* **FRAGMENTO DE TEXTO**:
Wednesday, December 15, 2004

Liberalismo extremo

Con este escrito pretendo llamar la atención sobre un hecho que representa la última consecuencia del liberalismo extremo: el considerar la persona y su propia vida como un bien o mercancía, como un objeto de consumo o una posesión de la cual se puede disponer arbitrariamente.

Como muy bien denuncian muchos partidos, movimientos e ideologías, el liberalismo extremo y radical lleva a convertir el mundo en un inmenso mercado, donde las leyes económicas priman sobre el bienestar humano y donde no parece sino que todo se convierte en objeto de consumo.

Creo que es importante ser conscientes de esta realidad y denunciar sus excesos. Pero aún deberíamos ir más lejos. La consecuencia última de este liberalismo exacerbado es un hecho que las mismas ideologías que denuncian el capitalismo no atacan ni critican. Es más, incluso lo defienden. Y es éste: llegar a convertir, no ya el mundo, sino la misma persona, su cuerpo, su realidad vital, en un puro objeto del cual se puede disponer libremente y que se puede emplear como cualquier cosa más.

Las leyes del mercado abren la brecha entre ricos y pobres e ignoran la dignidad de los más marginados. Son esas mismas leyes las que nos están llevando a disponer de la vida humana como un objeto de consumo –o de desecho- cuando no interesa o perjudica unos intereses. La materialización más clara de esta realidad la encontramos en la legalización del aborto o de la eutanasia activa, así como el empleo casi industrial de embriones humanos para toda clase de actividades –no sólo científicas y sanitarias, sino, muy a menudo, aunque se divulga poco, para otras muy lucrativas.

* **CONSIGNA**: Por favor, prosigue el texto sobre el liberalismo extremo a partir de su última oración. Los datos no guardan ninguna relación con el texto sobre el liberalismo extremo.

* **DATOS PARA ANALIZAR**:
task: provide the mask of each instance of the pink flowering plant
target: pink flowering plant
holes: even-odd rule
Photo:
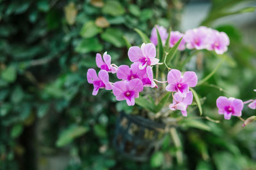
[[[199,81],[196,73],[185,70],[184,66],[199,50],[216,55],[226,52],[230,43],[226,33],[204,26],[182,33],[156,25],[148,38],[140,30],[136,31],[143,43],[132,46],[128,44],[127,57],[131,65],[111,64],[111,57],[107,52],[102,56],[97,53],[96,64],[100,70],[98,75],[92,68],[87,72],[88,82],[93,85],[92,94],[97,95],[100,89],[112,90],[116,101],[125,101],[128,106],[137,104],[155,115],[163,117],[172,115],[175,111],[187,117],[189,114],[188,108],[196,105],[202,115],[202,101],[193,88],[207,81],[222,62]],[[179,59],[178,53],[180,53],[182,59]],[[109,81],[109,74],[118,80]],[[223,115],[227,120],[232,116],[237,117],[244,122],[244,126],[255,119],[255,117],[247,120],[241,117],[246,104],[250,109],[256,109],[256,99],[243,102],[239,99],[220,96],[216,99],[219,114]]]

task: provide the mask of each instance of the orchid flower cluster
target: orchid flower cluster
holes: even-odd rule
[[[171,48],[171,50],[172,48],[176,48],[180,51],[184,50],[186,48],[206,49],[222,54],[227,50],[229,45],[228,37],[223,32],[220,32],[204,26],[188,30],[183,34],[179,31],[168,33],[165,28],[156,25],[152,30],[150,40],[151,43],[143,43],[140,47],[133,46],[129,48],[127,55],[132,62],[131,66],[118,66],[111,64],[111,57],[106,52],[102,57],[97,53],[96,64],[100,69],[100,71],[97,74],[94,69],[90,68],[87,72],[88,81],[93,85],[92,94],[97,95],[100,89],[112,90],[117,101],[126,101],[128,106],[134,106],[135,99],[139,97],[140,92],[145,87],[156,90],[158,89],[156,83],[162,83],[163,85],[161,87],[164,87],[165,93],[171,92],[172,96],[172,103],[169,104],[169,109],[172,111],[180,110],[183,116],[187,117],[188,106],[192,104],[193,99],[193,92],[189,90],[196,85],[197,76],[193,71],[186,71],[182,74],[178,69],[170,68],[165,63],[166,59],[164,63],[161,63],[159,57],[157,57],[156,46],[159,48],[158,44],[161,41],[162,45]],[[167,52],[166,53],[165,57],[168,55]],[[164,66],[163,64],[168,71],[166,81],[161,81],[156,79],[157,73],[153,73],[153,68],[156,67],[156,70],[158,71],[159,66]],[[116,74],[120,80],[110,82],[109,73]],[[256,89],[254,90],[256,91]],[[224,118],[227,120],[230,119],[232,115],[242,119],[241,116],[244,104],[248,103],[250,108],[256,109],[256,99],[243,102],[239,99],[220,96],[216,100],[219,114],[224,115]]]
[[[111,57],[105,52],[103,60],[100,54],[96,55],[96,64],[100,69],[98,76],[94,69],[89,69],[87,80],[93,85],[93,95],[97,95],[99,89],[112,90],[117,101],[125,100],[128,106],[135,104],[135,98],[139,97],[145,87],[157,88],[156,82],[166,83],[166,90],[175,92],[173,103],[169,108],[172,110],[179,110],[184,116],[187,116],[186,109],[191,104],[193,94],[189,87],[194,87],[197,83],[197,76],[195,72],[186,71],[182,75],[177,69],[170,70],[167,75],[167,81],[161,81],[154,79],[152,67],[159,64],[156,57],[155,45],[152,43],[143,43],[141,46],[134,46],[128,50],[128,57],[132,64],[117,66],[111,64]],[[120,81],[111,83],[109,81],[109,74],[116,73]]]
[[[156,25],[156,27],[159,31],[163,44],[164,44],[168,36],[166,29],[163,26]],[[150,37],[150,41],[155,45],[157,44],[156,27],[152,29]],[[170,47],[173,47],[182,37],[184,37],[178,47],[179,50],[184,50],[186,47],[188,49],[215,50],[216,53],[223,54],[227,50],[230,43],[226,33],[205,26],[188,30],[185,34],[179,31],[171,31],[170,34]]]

...

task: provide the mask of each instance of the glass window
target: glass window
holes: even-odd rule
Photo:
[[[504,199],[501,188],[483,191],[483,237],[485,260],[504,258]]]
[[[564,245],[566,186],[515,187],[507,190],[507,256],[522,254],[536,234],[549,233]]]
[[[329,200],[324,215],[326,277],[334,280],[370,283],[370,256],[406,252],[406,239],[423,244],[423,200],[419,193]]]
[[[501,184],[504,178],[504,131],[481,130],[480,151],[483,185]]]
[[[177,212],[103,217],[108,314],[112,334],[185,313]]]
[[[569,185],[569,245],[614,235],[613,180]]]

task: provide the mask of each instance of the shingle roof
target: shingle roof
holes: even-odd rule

* **RESPUESTA ESCRITA**:
Cuando defendemos la justicia social y un control sobre las implacables leyes del mercado, deberíamos tener en cuenta que el primer bien a defender es la persona misma, su vida y su dignidad. Si hablamos de defender a los más pobres, a los “que no tienen voz”, ¿quién es más pobre e indefenso que el no nacido, la persona que depende totalmente de otra para vivir? La actitud coherente de una filosofía progresista en defensa de los más débiles y desfavorecidos debería ser defender la vida y la dignidad justamente de esas personas que en muchos lugares el sistema capitalista se empeña en eliminar: los no nacidos y los no deseados, las personas con disminución o discapacidad por haber padecido enfermedades o accidentes, ancianos dependientes, enfermos crónicos...

Leía hace poco una estremecedora carta escrita por una joven tetrapléjica, muda y sorda, que arde en deseos de vivir y que ha encontrado la felicidad y la dignidad en su vida tan limitada. Al final de esta carta dice: “Los defensores de la eutanasia olvidan que cada vida es única e irrepetible y tiene todo el valor posible. Si hubiese una vida sin importancia, ninguna sería importante”.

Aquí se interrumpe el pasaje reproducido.